▶ [Exercise aim]
Can you give back the lines below with every "put a dot" swapped for "place a marker" and nothing else altered?

━━━━━━━━━━━━━━━━

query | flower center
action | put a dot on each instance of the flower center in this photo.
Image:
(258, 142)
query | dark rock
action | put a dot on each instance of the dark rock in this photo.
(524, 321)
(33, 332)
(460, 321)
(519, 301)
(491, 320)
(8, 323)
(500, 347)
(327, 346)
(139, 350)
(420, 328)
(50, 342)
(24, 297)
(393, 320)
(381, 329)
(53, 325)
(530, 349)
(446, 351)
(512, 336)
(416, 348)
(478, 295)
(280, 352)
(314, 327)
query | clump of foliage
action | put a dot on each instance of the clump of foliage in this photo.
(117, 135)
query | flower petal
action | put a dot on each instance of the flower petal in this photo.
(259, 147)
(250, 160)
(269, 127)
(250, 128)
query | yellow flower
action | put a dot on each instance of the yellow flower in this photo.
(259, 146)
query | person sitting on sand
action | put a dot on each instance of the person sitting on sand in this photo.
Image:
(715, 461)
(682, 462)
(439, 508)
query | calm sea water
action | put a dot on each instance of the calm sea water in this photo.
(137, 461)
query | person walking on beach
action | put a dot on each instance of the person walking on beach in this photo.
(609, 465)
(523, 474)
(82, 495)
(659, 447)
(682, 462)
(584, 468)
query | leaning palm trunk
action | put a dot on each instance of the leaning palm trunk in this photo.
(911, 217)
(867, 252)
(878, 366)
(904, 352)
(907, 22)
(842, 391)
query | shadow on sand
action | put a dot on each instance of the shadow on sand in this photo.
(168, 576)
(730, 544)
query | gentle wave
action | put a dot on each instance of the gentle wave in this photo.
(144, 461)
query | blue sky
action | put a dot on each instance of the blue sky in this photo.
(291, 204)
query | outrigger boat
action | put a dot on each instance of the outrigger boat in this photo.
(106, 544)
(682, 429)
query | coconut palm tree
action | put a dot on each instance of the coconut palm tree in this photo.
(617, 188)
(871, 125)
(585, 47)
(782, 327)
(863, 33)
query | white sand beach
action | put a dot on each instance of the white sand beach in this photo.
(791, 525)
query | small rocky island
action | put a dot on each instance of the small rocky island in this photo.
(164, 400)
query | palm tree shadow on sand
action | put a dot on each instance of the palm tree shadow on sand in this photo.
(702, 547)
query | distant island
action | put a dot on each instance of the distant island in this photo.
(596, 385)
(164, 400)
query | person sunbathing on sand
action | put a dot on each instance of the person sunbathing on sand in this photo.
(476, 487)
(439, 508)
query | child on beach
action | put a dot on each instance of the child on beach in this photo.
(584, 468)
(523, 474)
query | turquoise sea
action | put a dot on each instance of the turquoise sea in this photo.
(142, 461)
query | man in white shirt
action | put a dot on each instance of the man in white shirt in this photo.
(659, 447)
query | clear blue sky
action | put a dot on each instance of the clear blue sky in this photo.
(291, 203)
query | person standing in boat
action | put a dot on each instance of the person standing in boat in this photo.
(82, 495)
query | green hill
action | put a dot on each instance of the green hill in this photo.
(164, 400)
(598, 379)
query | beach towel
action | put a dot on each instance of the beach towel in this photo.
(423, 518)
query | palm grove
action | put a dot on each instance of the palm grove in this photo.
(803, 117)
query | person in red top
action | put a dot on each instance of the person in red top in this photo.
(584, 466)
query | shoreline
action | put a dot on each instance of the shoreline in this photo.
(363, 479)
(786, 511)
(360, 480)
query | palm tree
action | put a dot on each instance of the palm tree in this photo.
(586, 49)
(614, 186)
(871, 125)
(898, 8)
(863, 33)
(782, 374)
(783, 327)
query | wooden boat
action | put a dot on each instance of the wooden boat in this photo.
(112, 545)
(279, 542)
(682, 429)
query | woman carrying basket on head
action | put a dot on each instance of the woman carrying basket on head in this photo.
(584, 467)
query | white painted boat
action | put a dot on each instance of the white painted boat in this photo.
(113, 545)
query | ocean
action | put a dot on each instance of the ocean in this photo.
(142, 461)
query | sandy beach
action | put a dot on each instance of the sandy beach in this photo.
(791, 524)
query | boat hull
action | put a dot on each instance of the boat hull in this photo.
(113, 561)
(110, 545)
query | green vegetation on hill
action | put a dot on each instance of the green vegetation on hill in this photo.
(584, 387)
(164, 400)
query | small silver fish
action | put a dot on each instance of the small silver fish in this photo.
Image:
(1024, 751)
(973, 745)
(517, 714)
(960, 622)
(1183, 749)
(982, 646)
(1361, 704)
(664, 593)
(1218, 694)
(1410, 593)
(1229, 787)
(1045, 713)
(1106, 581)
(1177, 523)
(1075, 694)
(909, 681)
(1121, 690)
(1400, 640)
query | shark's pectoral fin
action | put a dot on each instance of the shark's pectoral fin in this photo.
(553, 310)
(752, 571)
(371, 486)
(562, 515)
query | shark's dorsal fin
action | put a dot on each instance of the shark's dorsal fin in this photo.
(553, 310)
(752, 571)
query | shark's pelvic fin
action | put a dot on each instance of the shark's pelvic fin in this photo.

━━━━━━━━━━━━━━━━

▶ [Exercise solution]
query | flower center
action | place a marker on each instance of the flower center in this photo.
Image:
(258, 142)
query | dark rock
action | place a marker on each instance of the dark rock in this photo.
(524, 321)
(33, 332)
(460, 321)
(519, 301)
(491, 320)
(8, 323)
(500, 347)
(327, 346)
(139, 350)
(420, 328)
(50, 342)
(24, 297)
(393, 320)
(381, 329)
(53, 325)
(530, 349)
(446, 351)
(512, 336)
(416, 348)
(478, 295)
(280, 352)
(314, 327)
query | clump of foliage
action | place a marker on each instance of the clump of foliage in this photo.
(117, 135)
query | flower petal
action | place a marker on each instance of the flower petal in this photo.
(259, 147)
(250, 160)
(269, 127)
(250, 128)
query | yellow flower
action | place a marker on each instance of the yellow flower in this photo.
(259, 146)
query | person sitting on sand
action | place a marker on each instance of the person sitting on sand in this photo.
Image:
(715, 461)
(682, 462)
(439, 508)
query | calm sea water
action | place a marker on each instance of the calm sea water in this photo.
(137, 461)
query | person walking on beach
action | place a marker on each instance of the person walking on beach in this photo.
(609, 465)
(523, 474)
(82, 495)
(659, 447)
(682, 462)
(584, 468)
query | leaning palm trunk
action | place a marker on each instance of the leaning palm trunk in this photo.
(911, 217)
(867, 252)
(878, 366)
(904, 352)
(907, 22)
(842, 391)
query | shadow on sand
action | place a marker on each instance of the shadow on sand in this photo.
(168, 576)
(730, 544)
query | gentle wave
action | place a marker on each instance of the gentle wave in this photo.
(144, 461)
query | blue sky
action | place a marker on each instance of the blue sky in this photo.
(291, 204)
query | outrigger boat
action | place a marker on each instance of the outrigger boat in this photo.
(106, 544)
(682, 429)
query | coconut palm tree
action | place a marker on each instance of the coconut palm tree in this photo.
(617, 188)
(871, 125)
(585, 47)
(782, 327)
(863, 33)
query | white sand beach
action | place a marker on each instance of the white sand beach in this photo.
(791, 525)
query | small rocky island
action | place a marker on each instance of the small rocky island in this photo.
(164, 400)
query | palm tree shadow on sand
action | place a marker on each instance of the palm tree shadow on sand in this photo.
(702, 547)
query | distant island
action | place a marker on each instance of the distant island in this photo.
(596, 385)
(164, 400)
query | person sunbathing on sand
action | place a marker on each instance of the person sunbathing on sand in this photo.
(476, 487)
(439, 508)
query | child on beach
action | place a marker on each instance of the child on beach in this photo.
(584, 468)
(523, 474)
query | turquoise sea
action | place a marker on each instance of the turquoise sea in this photo.
(142, 461)
query | man in white shirt
action | place a marker on each instance of the man in white shirt in this photo.
(659, 447)
query | clear blue sky
action | place a marker on each instance of the clear blue sky in this photo.
(291, 203)
query | person standing in boat
action | place a marker on each instance of the person standing in boat in this photo.
(82, 495)
query | green hill
action | place a marker on each instance of the green hill in this photo.
(164, 400)
(598, 379)
query | beach towel
action | place a marker on each instance of the beach towel in this photo.
(423, 518)
query | palm grove
action | place a marker on each instance of the palm grove in this photo.
(803, 117)
query | person in red top
action | place a marker on each instance of the person in red top in this photo.
(584, 466)
query | shoreline
action | place a marker on each instance of the shoreline in this photo.
(363, 479)
(786, 511)
(360, 480)
query | palm tree
action | place a marker on each instance of the palm tree in this photo.
(586, 49)
(614, 186)
(871, 125)
(898, 8)
(863, 33)
(782, 374)
(783, 327)
query | wooden boat
action | place a marker on each instance of the wooden boat in this photo.
(112, 545)
(279, 542)
(682, 429)
query | woman carrying basket on head
action | place a marker on each instance of the woman carrying basket on head in this photo.
(584, 467)
query | white painted boat
action | place a marker on each instance of the white painted boat in this photo.
(113, 545)
query | ocean
action | place a marker on each instance of the ocean in this photo.
(142, 461)
query | sandy beach
action | place a marker on each instance of the sandy beach in this photo.
(791, 524)
query | boat hull
action | place a marker on each instance of the boat hull in this photo.
(113, 561)
(110, 545)
query | green vegetation on hill
action | place a marker on each instance of the green vegetation on hill in this photo.
(584, 387)
(164, 400)
query | small silver fish
action | place a marker on each instance of the small silver fish in this photo.
Image:
(1024, 751)
(973, 745)
(517, 714)
(960, 622)
(1183, 749)
(982, 646)
(1361, 704)
(664, 593)
(1218, 694)
(1410, 593)
(1229, 787)
(1045, 713)
(1106, 581)
(1177, 523)
(1075, 694)
(909, 681)
(1121, 690)
(1400, 640)
query | shark's pectoral fin
action | place a marker on each instance of the shark's pectoral fin in this photo.
(553, 310)
(752, 571)
(371, 486)
(562, 515)
query | shark's dorsal fin
action | place a marker on each instance of the shark's dorsal fin in this photo.
(553, 310)
(752, 571)
query | shark's pelvic fin
action | place a marker on each instance of the shark's pelvic fin in this photo.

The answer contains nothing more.